*What is being asked*: Everything in the listing should be restated word for word.

*Material provided*:
'''

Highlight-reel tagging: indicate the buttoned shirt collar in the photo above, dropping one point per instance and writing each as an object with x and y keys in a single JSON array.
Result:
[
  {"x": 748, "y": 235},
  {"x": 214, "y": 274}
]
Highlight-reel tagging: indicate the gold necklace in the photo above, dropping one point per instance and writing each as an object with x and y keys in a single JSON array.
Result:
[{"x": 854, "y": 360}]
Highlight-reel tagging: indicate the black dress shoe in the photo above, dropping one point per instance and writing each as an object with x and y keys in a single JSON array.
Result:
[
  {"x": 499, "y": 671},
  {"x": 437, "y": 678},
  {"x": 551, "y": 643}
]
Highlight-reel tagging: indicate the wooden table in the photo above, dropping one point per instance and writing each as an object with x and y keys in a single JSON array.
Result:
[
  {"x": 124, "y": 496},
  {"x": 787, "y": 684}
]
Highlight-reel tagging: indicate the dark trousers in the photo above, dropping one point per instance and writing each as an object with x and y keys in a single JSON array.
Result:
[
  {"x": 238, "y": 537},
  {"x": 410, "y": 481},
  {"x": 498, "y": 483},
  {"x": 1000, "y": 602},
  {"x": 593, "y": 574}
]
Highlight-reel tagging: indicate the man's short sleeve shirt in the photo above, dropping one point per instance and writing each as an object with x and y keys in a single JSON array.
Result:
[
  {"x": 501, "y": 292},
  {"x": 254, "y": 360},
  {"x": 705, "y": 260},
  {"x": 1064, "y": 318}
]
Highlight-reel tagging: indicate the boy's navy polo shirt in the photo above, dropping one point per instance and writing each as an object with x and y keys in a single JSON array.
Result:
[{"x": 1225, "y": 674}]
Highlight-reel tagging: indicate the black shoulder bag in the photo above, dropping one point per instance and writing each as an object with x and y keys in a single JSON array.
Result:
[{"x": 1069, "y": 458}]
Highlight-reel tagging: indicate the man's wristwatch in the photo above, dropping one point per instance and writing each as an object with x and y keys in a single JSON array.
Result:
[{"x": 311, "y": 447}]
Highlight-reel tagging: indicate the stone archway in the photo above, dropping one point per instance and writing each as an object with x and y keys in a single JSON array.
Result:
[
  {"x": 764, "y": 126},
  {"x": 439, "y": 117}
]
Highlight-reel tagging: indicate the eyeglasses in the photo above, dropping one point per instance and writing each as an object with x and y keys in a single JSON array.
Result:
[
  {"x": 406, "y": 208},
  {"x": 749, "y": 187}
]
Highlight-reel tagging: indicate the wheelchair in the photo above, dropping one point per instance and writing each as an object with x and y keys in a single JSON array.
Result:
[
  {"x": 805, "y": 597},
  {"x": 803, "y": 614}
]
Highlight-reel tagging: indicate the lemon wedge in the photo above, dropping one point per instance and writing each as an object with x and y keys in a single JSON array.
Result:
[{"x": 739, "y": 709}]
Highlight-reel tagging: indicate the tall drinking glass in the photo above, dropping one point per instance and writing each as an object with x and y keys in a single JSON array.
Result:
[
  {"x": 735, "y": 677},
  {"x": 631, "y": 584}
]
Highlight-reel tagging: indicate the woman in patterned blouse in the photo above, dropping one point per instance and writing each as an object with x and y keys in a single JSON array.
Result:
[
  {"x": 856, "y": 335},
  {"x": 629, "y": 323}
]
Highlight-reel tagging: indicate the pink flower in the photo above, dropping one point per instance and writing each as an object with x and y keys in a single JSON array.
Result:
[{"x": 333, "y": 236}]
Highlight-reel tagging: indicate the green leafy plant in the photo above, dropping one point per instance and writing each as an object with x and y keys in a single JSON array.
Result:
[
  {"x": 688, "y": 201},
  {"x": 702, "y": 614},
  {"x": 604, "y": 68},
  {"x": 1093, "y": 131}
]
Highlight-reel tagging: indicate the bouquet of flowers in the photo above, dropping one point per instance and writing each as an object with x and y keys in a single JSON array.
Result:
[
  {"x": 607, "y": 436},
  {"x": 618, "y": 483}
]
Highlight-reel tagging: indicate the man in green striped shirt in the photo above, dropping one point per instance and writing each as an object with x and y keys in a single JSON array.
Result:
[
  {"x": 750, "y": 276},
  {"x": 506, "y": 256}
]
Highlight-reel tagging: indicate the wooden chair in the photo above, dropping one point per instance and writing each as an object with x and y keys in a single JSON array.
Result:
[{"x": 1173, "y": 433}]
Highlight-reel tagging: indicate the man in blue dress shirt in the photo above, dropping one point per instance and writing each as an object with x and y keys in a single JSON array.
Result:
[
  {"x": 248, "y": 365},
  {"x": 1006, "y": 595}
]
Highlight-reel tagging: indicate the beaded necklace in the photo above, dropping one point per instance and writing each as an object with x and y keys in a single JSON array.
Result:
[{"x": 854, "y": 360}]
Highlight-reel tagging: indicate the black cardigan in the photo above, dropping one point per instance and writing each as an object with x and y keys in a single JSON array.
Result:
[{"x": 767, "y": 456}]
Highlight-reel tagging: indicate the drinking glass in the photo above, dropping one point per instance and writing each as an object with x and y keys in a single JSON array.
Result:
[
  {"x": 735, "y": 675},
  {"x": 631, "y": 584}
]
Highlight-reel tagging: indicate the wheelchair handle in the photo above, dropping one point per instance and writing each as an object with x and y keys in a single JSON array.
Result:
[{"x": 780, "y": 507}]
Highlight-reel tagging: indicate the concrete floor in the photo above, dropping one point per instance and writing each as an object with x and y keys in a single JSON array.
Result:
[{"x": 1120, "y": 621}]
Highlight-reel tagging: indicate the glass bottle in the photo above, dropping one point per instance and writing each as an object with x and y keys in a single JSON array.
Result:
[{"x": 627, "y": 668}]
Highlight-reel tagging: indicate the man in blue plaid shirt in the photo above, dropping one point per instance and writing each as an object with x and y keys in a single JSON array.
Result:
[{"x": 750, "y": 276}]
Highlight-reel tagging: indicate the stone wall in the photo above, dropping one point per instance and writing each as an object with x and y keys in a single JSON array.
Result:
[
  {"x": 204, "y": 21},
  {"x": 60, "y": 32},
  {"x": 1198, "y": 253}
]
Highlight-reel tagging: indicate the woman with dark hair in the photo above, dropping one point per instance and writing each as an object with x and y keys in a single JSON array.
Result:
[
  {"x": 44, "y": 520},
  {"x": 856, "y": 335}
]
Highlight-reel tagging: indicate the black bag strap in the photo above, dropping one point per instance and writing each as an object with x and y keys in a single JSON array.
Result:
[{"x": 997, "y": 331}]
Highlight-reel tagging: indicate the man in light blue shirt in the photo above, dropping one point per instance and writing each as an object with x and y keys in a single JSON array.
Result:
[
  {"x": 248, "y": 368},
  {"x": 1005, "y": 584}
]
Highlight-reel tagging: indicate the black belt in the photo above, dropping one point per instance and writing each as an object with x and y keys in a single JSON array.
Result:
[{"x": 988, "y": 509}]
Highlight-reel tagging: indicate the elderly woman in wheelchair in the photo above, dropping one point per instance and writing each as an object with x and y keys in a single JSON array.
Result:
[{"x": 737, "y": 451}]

'''

*Expected output*:
Highlight-reel tagging: indicate the buttoned shirt collar in the photo above, dropping one point per instance and writing each as an object with x and y keys in a single JSON array.
Result:
[
  {"x": 748, "y": 235},
  {"x": 214, "y": 274}
]
Highlight-reel tagging: indicate the gold necklace in the photo above, dropping one point per instance and writing each as an object with x and y keys in a single JSON array.
Result:
[{"x": 854, "y": 360}]
Highlight-reel tagging: indicate the black dress shoe in the photo above, dropping one point per instance and writing each as an object with x and y keys in a single JSON array.
Result:
[
  {"x": 499, "y": 671},
  {"x": 437, "y": 678},
  {"x": 551, "y": 643}
]
Highlight-reel tagging: indicate the wooden table in the photo above, dropping one point per instance and writing each as an object with x and y keys in a single JSON array.
Result:
[
  {"x": 124, "y": 496},
  {"x": 787, "y": 684}
]
Highlight-reel tagging: indicate the dark trousers in the photo above, dropping one point per instance and writing each as an object with x and y keys in a single JSON array.
Result:
[
  {"x": 238, "y": 537},
  {"x": 410, "y": 481},
  {"x": 498, "y": 483},
  {"x": 1000, "y": 602},
  {"x": 593, "y": 574}
]
Highlight-reel tagging: indicate the man's short sleeve shirt in the photo above, dropping one point per instance and writing each as an object with x and y keys in a single JSON array.
Result:
[
  {"x": 501, "y": 292},
  {"x": 254, "y": 360},
  {"x": 705, "y": 260},
  {"x": 1064, "y": 318}
]
Highlight-reel tagging: indicate the boy's navy polo shirt in the photo above, dropping one point per instance and writing each as an object with x and y keys in a single JSON array.
Result:
[{"x": 1225, "y": 674}]
Highlight-reel tagging: indicate the black shoulder bag in the photo above, dropping one point per instance and writing each as an object with x and y keys in a single JSON array.
Result:
[{"x": 1069, "y": 458}]
Highlight-reel tagging: indicate the man's wristwatch in the photo above, dropping one point per instance and writing each as an object with x and y keys in a single JSON array.
Result:
[{"x": 311, "y": 447}]
Highlight-reel tagging: indicate the stone archway in the photo above, dropping one point per instance and writing each as an object with x and y keys in a single JSON array.
Result:
[
  {"x": 764, "y": 126},
  {"x": 439, "y": 117}
]
Highlight-reel tagging: indicate the eyeglasses in the photo above, dropping one point per instance and writing each as an object with x and y keys in a single JSON array.
Result:
[
  {"x": 406, "y": 208},
  {"x": 749, "y": 187}
]
Highlight-reel tagging: indicate the wheelchair in the photo above, dropping one point per instance and writing each as an object with x and y keys in a single JSON array.
Result:
[
  {"x": 805, "y": 597},
  {"x": 803, "y": 614}
]
Highlight-reel tagging: indicate the lemon wedge in the photo above, dropping one point per instance and writing each as an object with x and y keys in a single JSON array.
Result:
[{"x": 739, "y": 709}]
Highlight-reel tagging: indicate the tall drinking glass in the photo above, dropping one point per instance and writing each as an object with x and y keys in a single JSON array.
Result:
[
  {"x": 735, "y": 677},
  {"x": 631, "y": 584}
]
Highlight-reel tagging: indicate the woman in patterned blouse in the photo above, dropping one point per instance and writing each as an object with x and y keys in a single JSON array.
Result:
[
  {"x": 856, "y": 335},
  {"x": 629, "y": 323}
]
Highlight-reel tagging: indicate the pink flower in the photo above, dropping one point per instance and writing each as an object with x and y keys in a single JSON array.
Result:
[{"x": 333, "y": 236}]
Highlight-reel tagging: indicate the green leafy plant in the photo above, dropping one point per instance and writing each as an object with x and y keys in a single JSON array.
Result:
[
  {"x": 688, "y": 201},
  {"x": 702, "y": 614},
  {"x": 604, "y": 68},
  {"x": 1093, "y": 131}
]
Highlight-reel tagging: indicate the bouquet of flowers in the photo above, dropping one point per instance and writing each as an object with x and y keys in a single JSON array.
Result:
[
  {"x": 607, "y": 436},
  {"x": 618, "y": 483}
]
Highlight-reel tagging: indicate the man in green striped shirt in the photo above, dropping one point per instance and writing each as an object with x and y keys in a single JSON array.
Result:
[
  {"x": 750, "y": 276},
  {"x": 506, "y": 256}
]
Highlight-reel tagging: indicate the wooden chair in the photo above, dropping one point per instance and writing each as an object with x and y keys in a single JSON array.
Result:
[{"x": 1173, "y": 433}]
Highlight-reel tagging: indicate the man in blue dress shirt in the photo above, dropping one point per instance and writing each as an object with x and y keys in a single JSON array.
Result:
[
  {"x": 248, "y": 365},
  {"x": 1006, "y": 595}
]
Highlight-reel tagging: indicate the beaded necklace in the photo above, dropping one point per instance and writing each as an object with x and y keys in a single JSON array.
Result:
[{"x": 854, "y": 360}]
Highlight-reel tagging: indicate the black cardigan in the photo above, dropping one point per instance and writing each as an object with x and y keys in a single JSON array.
Result:
[{"x": 767, "y": 456}]
Highlight-reel tagging: indicate the drinking glass in the photo above, dropping one point per instance and writing each as an object with x and y keys in a single JSON array.
Result:
[
  {"x": 735, "y": 675},
  {"x": 631, "y": 584}
]
Highlight-reel tagging: indicate the wheelchair handle in the photo above, dropping one point per instance and writing each as an object with x and y keys in a single JSON array.
Result:
[{"x": 780, "y": 507}]
Highlight-reel tagging: indicate the concrete floor in the photo above, dropping one point per instance and writing each as an object with x and y keys in a single JSON array.
Result:
[{"x": 1120, "y": 621}]
Highlight-reel tagging: indicate the glass bottle in the photo above, dropping one point per instance and writing each as an object with x and y keys in a single JSON array.
Result:
[{"x": 627, "y": 668}]
Highlight-reel tagging: indicate the man in blue plaid shirt in the photo above, dropping one point per instance and writing each as an object with x and y keys in a single JSON array.
Result:
[{"x": 750, "y": 276}]
Highlight-reel tagging: indicate the stone wall in the photo above, dropping one point per instance and writing each as an object with x and y keys in a single JSON array.
Result:
[
  {"x": 204, "y": 21},
  {"x": 60, "y": 32},
  {"x": 1198, "y": 253}
]
Highlight-reel tagging: indicate the woman with dark hair in the photo above, dropping one point per instance and writing each as an object with x and y keys in a single JSON array.
Result:
[
  {"x": 44, "y": 520},
  {"x": 856, "y": 335}
]
Highlight-reel tagging: indicate the black bag strap in the photo above, dropping one point per instance and writing each as an object with x and y keys in a single JSON array.
Result:
[{"x": 997, "y": 331}]
Highlight-reel tagging: indicate the man in light blue shirt in the photo above, dropping one point per instance and writing each as an object with x and y keys in a single JSON array.
Result:
[
  {"x": 248, "y": 368},
  {"x": 1005, "y": 584}
]
Highlight-reel tagging: indicate the black belt in the photo above, dropping one point per instance and writing each as an object with x and y keys in a single JSON array.
Result:
[{"x": 988, "y": 509}]
Highlight-reel tagging: indicate the elderly woman in wheelchair in the photo above, dropping one point per instance and writing each as an object with x and y keys in a single JSON array.
Result:
[{"x": 737, "y": 451}]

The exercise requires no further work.